Excerpts from point annotation data
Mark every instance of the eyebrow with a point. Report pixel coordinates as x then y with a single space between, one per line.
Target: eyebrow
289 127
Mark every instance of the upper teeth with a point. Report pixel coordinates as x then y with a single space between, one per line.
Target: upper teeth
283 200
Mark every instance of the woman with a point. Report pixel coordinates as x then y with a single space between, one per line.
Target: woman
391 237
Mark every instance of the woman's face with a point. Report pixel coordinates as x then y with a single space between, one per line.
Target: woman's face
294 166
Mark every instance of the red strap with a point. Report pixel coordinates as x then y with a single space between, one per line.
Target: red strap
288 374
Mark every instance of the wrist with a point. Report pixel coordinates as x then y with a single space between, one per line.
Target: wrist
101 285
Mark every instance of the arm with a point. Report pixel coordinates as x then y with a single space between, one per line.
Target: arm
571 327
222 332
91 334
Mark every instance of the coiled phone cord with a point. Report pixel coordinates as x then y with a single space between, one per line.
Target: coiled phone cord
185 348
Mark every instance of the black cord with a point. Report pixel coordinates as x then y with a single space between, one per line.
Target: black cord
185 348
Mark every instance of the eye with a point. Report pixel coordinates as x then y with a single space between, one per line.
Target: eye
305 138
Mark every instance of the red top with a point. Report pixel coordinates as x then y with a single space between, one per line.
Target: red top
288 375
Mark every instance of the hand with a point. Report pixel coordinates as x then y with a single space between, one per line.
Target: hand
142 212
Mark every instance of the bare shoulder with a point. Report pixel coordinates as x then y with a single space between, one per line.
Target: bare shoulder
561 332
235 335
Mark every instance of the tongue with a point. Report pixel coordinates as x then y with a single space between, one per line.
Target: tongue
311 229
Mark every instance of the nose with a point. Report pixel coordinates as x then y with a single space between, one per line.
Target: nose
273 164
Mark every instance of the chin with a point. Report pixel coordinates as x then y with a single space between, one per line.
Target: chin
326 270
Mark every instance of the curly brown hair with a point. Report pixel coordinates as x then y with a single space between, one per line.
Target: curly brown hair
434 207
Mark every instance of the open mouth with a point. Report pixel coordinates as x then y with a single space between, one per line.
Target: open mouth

* **TASK BRIEF**:
Please copy out the listing, starting with the line that contains "Mark every instance of the chin" and going on through the end of the listing. Shift every pixel coordinate by adding 102 to each number, and leave every other line unchanged.

* **THE OUTPUT**:
Mark every instance of the chin with a point. Report pixel coordinates as x then y with a single space between, one per line.
Target: chin
428 372
Mark every instance of the curly brown hair with a point. Report pixel coordinates as x then y with a single space between, one per line.
Target: curly brown hair
536 309
Mark every instance of the open mouth with a point. Report pixel coordinates as x then y with a single space between, one per line.
Target: open mouth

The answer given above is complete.